§ JOB 1: Decide whether each statement agrees with the Colorado River article below: (a) Tick Segerblom hosted the discussion; (b) the US Bureau of Reclamation built Glen Canyon Dam; (c) the dam services water to seven states. For each, answer yes or no and quote the deciding words of the article.
§ JOB 2: Write the next part of the Colorado River article below, starting after its final sentence.

§ DOCUMENT SECTION:
++++++
Before Developing Water Strategies for the Future, We Must Rectify the Decisions of the Past
As the ongoing effects of climate change are realized throughout the West, an extensive discussion analyzing the influential role of the Colorado River Basin, with its Glen Canyon Dam and Lake Powell in particular, was recently held to further examine our approach to water management strategies. The three-panel discussion, organized by Clark County Commissioner Tick Segerblom and hosted by Kyle Roerink of the Great Basin Water Network, demonstrated that in order to develop water strategies of the future, we must first resolve the water management mistakes of the past.
“I got to see firsthand what the Glen Canyon Dam did to the Grand Canyon,” Segerblom said. “Since then I’ve realized that the dam never should have been built. But we are at a point in history where we’re ready to flip the switch, move forward, and figure out how we get around the dam. Symbolically draining Lake Powell would be huge, showing that we recognize our arrogance and we’re willing to admit mistakes when we’ve made them.”
When Glen Canyon Dam was built by the US Bureau of Reclamation from the late 1950s-early 1960s, it helped form Lake Powell, one of the largest man-made reservoirs in the United States. Despite servicing water to seven states across the Upper and Lower Colorado River Basins, the dam has become a point of contention between environmental advocates and water managers.
Today, with the accelerating effects of climate change being experienced across the West on a daily basis, concerns regarding the future of the Colorado River Basin are coming to a head.
++++++
[Detection examples]
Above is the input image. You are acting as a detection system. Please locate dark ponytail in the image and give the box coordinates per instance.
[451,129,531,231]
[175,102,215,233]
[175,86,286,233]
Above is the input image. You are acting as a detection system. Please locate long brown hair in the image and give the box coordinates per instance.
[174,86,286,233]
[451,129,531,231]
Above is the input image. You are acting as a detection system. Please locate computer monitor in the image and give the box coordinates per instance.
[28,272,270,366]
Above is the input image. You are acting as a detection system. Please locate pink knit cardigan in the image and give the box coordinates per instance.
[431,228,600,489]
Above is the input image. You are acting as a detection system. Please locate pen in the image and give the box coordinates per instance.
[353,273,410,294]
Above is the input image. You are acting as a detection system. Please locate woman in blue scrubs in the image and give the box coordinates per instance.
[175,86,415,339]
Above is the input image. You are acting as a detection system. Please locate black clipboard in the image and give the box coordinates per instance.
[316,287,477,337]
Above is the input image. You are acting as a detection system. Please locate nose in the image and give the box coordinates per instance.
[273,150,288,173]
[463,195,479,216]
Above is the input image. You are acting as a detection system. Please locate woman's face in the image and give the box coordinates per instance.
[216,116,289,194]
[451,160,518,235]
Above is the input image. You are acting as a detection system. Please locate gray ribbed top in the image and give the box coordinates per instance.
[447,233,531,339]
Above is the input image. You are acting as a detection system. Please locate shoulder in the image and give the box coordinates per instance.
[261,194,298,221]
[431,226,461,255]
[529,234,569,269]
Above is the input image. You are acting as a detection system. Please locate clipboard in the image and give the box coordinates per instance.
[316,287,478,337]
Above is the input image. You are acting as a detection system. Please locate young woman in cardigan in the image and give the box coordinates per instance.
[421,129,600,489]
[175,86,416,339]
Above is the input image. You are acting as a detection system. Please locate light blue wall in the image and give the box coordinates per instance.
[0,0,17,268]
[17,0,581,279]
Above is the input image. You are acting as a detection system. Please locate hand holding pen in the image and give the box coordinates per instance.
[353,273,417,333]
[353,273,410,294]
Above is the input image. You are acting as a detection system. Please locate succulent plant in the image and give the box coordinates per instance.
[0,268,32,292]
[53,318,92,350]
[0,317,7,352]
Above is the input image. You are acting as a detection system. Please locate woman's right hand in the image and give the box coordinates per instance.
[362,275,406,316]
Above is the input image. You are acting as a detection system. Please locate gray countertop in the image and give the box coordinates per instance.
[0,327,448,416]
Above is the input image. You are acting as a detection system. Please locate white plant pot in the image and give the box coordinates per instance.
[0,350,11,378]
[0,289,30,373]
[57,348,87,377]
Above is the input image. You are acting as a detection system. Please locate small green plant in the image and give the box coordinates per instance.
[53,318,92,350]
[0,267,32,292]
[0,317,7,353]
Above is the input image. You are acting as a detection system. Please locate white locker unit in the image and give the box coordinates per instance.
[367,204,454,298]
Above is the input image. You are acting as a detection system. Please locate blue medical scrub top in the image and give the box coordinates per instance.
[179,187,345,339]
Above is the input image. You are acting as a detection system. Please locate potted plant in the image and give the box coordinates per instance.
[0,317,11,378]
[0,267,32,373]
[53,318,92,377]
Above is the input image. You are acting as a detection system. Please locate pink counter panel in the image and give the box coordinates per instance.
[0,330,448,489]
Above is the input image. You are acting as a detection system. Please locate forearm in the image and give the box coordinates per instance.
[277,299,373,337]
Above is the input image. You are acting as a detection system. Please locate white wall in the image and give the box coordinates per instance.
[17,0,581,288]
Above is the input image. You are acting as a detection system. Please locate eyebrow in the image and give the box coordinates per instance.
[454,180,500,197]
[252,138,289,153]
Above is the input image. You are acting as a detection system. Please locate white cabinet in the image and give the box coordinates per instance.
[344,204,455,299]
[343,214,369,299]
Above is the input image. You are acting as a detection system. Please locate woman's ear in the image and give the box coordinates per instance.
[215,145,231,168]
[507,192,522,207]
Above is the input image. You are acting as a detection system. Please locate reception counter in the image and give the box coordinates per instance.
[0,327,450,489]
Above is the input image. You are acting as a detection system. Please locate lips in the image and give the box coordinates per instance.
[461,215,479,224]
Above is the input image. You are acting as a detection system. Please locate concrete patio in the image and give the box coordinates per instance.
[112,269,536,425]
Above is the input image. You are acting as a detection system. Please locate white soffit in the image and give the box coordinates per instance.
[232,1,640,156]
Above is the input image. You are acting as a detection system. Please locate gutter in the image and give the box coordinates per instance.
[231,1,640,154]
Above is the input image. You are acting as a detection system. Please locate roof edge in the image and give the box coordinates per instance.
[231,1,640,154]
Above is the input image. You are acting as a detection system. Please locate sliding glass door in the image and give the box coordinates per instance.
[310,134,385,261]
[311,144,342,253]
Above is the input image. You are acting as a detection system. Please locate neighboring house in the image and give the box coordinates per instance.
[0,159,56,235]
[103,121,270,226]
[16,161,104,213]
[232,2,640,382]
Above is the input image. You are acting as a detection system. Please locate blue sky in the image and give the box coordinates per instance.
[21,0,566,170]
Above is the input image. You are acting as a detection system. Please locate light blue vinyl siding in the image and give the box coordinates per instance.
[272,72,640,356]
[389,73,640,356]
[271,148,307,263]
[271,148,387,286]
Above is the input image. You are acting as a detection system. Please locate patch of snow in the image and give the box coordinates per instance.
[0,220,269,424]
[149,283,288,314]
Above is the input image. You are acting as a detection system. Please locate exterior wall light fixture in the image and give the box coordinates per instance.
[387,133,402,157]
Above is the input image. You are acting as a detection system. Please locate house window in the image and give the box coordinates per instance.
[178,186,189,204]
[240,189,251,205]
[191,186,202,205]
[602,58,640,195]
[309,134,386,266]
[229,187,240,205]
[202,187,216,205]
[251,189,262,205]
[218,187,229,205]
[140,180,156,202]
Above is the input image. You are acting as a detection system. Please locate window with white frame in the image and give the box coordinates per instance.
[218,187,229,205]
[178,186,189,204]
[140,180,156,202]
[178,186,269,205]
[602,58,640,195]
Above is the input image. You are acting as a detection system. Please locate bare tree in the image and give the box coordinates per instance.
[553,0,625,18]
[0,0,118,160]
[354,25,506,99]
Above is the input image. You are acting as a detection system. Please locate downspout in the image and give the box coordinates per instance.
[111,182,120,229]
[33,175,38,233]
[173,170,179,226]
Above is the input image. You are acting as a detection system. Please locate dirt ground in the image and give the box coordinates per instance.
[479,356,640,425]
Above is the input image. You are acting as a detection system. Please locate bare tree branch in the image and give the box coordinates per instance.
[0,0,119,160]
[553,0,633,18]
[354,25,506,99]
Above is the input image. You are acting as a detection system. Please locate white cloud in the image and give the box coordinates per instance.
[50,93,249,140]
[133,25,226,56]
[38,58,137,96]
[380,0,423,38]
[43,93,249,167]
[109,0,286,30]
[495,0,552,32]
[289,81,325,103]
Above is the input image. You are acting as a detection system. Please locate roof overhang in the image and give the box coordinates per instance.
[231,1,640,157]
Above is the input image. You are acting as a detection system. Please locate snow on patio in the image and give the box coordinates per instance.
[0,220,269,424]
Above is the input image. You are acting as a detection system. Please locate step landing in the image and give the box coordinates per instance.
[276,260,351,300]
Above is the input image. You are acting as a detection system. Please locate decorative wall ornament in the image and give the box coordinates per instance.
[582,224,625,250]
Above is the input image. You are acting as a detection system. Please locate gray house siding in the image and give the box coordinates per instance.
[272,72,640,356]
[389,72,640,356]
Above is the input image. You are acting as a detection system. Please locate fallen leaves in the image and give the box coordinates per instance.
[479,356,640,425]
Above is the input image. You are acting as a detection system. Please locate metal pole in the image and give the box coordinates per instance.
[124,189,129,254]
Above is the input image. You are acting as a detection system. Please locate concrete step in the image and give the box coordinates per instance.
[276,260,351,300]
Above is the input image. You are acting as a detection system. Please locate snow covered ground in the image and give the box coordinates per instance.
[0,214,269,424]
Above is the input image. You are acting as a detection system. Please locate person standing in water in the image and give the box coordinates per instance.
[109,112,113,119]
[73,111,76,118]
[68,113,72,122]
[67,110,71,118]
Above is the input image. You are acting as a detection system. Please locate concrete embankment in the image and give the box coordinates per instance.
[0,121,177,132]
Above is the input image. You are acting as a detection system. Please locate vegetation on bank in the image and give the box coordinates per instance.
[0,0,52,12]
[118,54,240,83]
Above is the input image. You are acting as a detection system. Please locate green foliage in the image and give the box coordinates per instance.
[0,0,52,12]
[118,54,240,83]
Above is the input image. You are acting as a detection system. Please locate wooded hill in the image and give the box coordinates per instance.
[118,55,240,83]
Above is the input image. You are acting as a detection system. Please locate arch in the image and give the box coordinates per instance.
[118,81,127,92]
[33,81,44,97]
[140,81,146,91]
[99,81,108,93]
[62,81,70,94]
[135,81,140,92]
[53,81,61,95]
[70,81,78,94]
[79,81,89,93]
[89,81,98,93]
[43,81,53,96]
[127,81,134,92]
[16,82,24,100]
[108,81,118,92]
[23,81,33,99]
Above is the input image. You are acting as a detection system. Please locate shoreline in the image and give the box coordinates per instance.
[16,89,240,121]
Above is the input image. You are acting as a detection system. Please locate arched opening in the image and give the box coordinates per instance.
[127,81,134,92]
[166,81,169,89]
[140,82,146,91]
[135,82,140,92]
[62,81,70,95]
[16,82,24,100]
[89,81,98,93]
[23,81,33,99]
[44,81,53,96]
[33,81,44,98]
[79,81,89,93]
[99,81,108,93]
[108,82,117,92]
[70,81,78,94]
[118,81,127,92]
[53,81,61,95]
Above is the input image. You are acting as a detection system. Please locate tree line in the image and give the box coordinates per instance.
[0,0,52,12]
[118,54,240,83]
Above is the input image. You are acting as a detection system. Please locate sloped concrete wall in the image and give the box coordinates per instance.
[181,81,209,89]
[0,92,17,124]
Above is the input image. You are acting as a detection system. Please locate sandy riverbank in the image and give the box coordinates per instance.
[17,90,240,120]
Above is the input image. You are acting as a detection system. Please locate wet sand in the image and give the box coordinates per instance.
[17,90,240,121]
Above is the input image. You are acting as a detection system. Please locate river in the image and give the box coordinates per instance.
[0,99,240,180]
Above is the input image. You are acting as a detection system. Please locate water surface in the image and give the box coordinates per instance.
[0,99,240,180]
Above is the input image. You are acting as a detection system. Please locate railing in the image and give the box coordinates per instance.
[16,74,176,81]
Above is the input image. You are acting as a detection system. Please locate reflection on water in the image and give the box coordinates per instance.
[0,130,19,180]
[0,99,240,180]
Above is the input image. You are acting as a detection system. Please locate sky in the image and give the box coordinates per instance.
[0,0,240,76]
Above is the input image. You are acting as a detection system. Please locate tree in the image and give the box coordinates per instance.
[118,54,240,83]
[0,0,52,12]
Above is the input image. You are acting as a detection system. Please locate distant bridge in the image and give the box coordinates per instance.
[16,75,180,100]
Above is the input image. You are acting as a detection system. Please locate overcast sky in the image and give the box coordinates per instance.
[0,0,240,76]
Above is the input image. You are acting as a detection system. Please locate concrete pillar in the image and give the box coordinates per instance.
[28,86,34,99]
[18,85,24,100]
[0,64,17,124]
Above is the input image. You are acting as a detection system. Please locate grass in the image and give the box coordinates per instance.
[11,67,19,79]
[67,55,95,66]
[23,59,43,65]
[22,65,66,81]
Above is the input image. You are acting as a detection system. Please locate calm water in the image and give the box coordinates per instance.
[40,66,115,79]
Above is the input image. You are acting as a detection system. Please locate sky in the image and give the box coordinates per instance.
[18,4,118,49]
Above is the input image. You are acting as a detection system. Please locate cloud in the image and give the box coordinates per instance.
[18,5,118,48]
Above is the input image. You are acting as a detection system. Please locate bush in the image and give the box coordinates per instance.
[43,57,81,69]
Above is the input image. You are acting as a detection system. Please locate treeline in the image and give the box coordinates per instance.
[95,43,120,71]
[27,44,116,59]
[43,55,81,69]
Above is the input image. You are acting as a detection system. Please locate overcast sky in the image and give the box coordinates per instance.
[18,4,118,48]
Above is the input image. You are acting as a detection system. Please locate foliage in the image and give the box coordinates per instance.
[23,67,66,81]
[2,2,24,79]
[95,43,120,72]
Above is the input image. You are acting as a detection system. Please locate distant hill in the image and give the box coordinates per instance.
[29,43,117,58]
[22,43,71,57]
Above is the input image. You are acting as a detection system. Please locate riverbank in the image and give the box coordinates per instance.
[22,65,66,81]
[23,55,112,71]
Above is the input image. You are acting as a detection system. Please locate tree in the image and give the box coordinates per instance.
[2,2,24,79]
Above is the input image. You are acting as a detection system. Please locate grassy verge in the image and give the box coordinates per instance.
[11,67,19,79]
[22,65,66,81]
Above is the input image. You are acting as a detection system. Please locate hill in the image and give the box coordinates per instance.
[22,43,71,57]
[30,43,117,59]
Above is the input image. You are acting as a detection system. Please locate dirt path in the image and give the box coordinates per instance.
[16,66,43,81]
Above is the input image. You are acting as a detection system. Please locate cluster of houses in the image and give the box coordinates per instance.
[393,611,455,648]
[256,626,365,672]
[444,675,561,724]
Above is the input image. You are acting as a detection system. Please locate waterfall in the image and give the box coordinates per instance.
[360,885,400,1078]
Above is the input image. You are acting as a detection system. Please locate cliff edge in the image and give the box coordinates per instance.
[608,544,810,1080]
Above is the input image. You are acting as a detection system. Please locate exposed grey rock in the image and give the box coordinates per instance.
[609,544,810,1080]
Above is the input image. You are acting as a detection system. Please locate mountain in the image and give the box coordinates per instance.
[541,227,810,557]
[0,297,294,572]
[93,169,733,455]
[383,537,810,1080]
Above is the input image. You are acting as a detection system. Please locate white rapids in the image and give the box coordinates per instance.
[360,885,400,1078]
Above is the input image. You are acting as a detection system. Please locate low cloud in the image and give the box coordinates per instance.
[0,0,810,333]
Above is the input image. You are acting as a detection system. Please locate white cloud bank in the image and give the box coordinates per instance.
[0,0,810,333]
++++++
§ FINAL ANSWER 1:
(a) No: "organized by Clark County Commissioner Tick Segerblom and hosted by Kyle Roerink of the Great Basin Water Network"
(b) Yes: "Glen Canyon Dam was built by the US Bureau of Reclamation"
(c) Yes: "servicing water to seven states across the Upper and Lower Colorado River Basins"

§ FINAL ANSWER 2:
“We’re looking at a future in which stream flows in the Colorado River Basin are very likely to decline further by 10-20%, potentially 30% or more in the next three to four decades,” said Jeff Lukas, a former scientist with Western Water Assessment Program and principal of Lukas Climate Research and Consulting. “Reservoirs are going to become less effective in fulfilling the purposes for which they were built. Climate change tends to aggravate the negative impacts that we associate with [reservoirs], where they increasingly act as sediment traps and accumulate other water quality issues.”
Building on the idea of climate change facilitating reservoirs becoming ‘sediment traps,’ Dr. David Kreamer, president of the International Association of Hydrologists, also expressed his concerns.
“With lower water levels, sediment can be mobilized a lot more easily,” Kreamer said. “When a river goes into a reservoir, it slows down and sediment drops out and very often forms a delta. So as water levels drop more and more, sediment can be mobilized and moved downstream.”
According to Kreamer, lower water levels could also mean warmer water temperatures, which also brings its own set of problems to reservoirs.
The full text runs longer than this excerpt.